YOUR TASK: In the reply on internal key management below, why does the writer consider it important that KEK rotation can be done on a replica? Answer in one to three sentences.

SELECTION:
· · · · ·
Re: Internal key management system

On Mon, Oct 26, 2020 at 11:02 PM Stephen Frost <sfrost(at)snowman(dot)net> wrote:

TL;DR:

* Important to check that key rotation is possible on a replica, i.e.
primary and standby can have different cluster passphrase and KEK
encrypting the same WAL and heap keys;
* with a HSM we can't read the key out, so a pluggable KEK operations
context or a configurable URI for the KEK is necessary
* I want the SQL key and SQL wrap/unwrap part in a separate patch, I
don't think it's fully baked and oppose its inclusion in its current
form
* Otherwise this looks good so far

Explanation and argument for why below.

> I've not been following very closely, but I definitely agree with the
> general feedback here (more on that below), but to this point- I do
> believe that was the intent, or at least I sure hope that it was. Being
> able to have user/role keys would certainly be good. Having a way for a
> user to log in and unlock their key would also be really nice.

Right. AFAICS this is supposed to provide the foundation layer for
whole-cluster encryption, and it looks ok for that, caveat about HSMs
aside. I see nothing wrong with using a single key for heap (and one
for WAL, or even the same key). Finer grained and autovacuum etc
becomes seriously painful.

I want to take a closer look at how the current implementation will
play with physical replication. I assume the WAL and heap keys have to
be constant for the full cluster lifetime, short of a dump and reload.
But I want to make sure that the KEK+HMAC can differ from one node to
another, i.e. that we can perform KEK rotation on a replica to
re-encrypt the WAL and heap keys against a new KEK. This is important
for backups, and also for effective use of a HSM where we may not want
or be able to have the same key on a primary and its replicas. If it
isn't already supported it looks like it should be simple, but it's
IMO important not to miss.
· · · · ·
MATERIAL:
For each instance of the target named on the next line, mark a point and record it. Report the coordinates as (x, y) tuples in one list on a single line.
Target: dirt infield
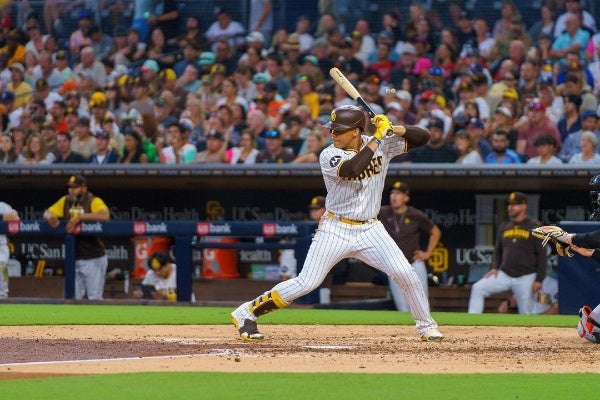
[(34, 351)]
· · · · ·
FULL SOLUTION: Rotation on a replica lets a primary and its standby use different cluster passphrases and KEKs while encrypting the same WAL and heap keys. The writer says this matters for backups. It also matters for effective use of an HSM, where it may not be desirable or even possible to have the same key on a primary and its replicas.